═════ Excerpt provided ═════

We love our children. We love them so much we compete with every other mom in the PTSA to show what good moms we are. Some days I imagine we are all greyhounds, chasing that artificial hare speeding around the track, and I think to myself, who picked the hare, and how fast it goes?  Who decides that pace?

I see moms every day struggling with “not good enough” self-doubt, forever questioning how they could have done something better, been more organized, or how they missed a detail. Even on the good days, all it takes is one FB post or one Pinterest reference to send you into a tailspin of what you “should” be doing.

The word “should” just might be the most destructively–charged word in the English language.

 

I found reprieve this week in an exercise from Sanaya Roman’s book “Living With Joy”. In it, she offers:

 

“You may have been taught that being busy creates self-worth”.

 

(notice how there is no judgement in that statement? It just offers an idea for you to consider and decide if it aligns with your experience)

From this book, I learned to differentiate between Personality-driven activity (all the shoulds, and obligations we have created in our life) and Soul-driven activity – those activities done with your higher purpose in mind.

═════ Data lines ═════

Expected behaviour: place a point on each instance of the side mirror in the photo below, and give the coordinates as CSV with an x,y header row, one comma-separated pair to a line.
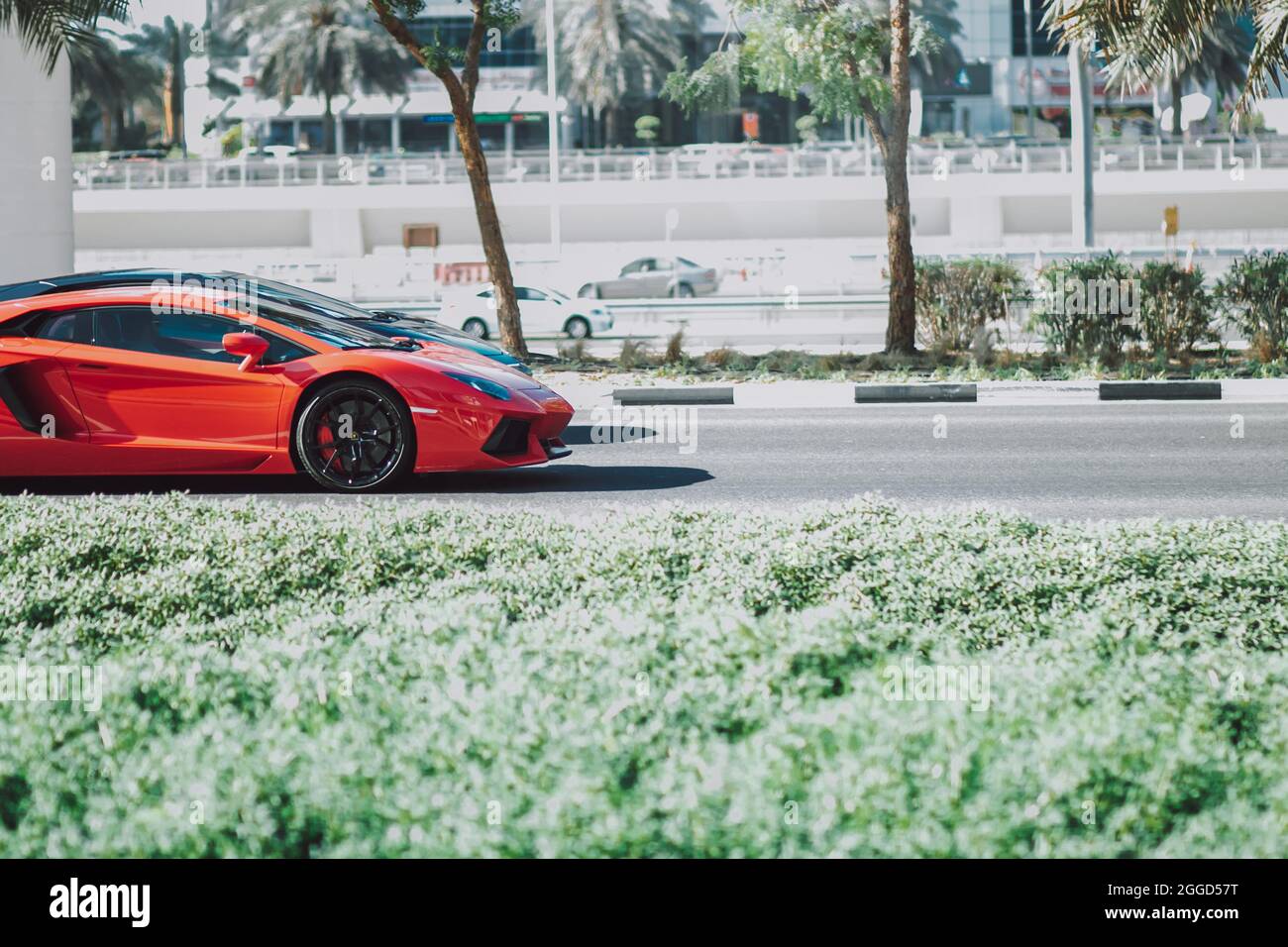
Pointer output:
x,y
248,347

═════

» Exercise goal
Reproduce the passage about mothers and the word "should" word for word, from start to finish. You won't need the listing.

» Exercise output
We love our children. We love them so much we compete with every other mom in the PTSA to show what good moms we are. Some days I imagine we are all greyhounds, chasing that artificial hare speeding around the track, and I think to myself, who picked the hare, and how fast it goes?  Who decides that pace?

I see moms every day struggling with “not good enough” self-doubt, forever questioning how they could have done something better, been more organized, or how they missed a detail. Even on the good days, all it takes is one FB post or one Pinterest reference to send you into a tailspin of what you “should” be doing.

The word “should” just might be the most destructively–charged word in the English language.

 

I found reprieve this week in an exercise from Sanaya Roman’s book “Living With Joy”. In it, she offers:

 

“You may have been taught that being busy creates self-worth”.

 

(notice how there is no judgement in that statement? It just offers an idea for you to consider and decide if it aligns with your experience)

From this book, I learned to differentiate between Personality-driven activity (all the shoulds, and obligations we have created in our life) and Soul-driven activity – those activities done with your higher purpose in mind.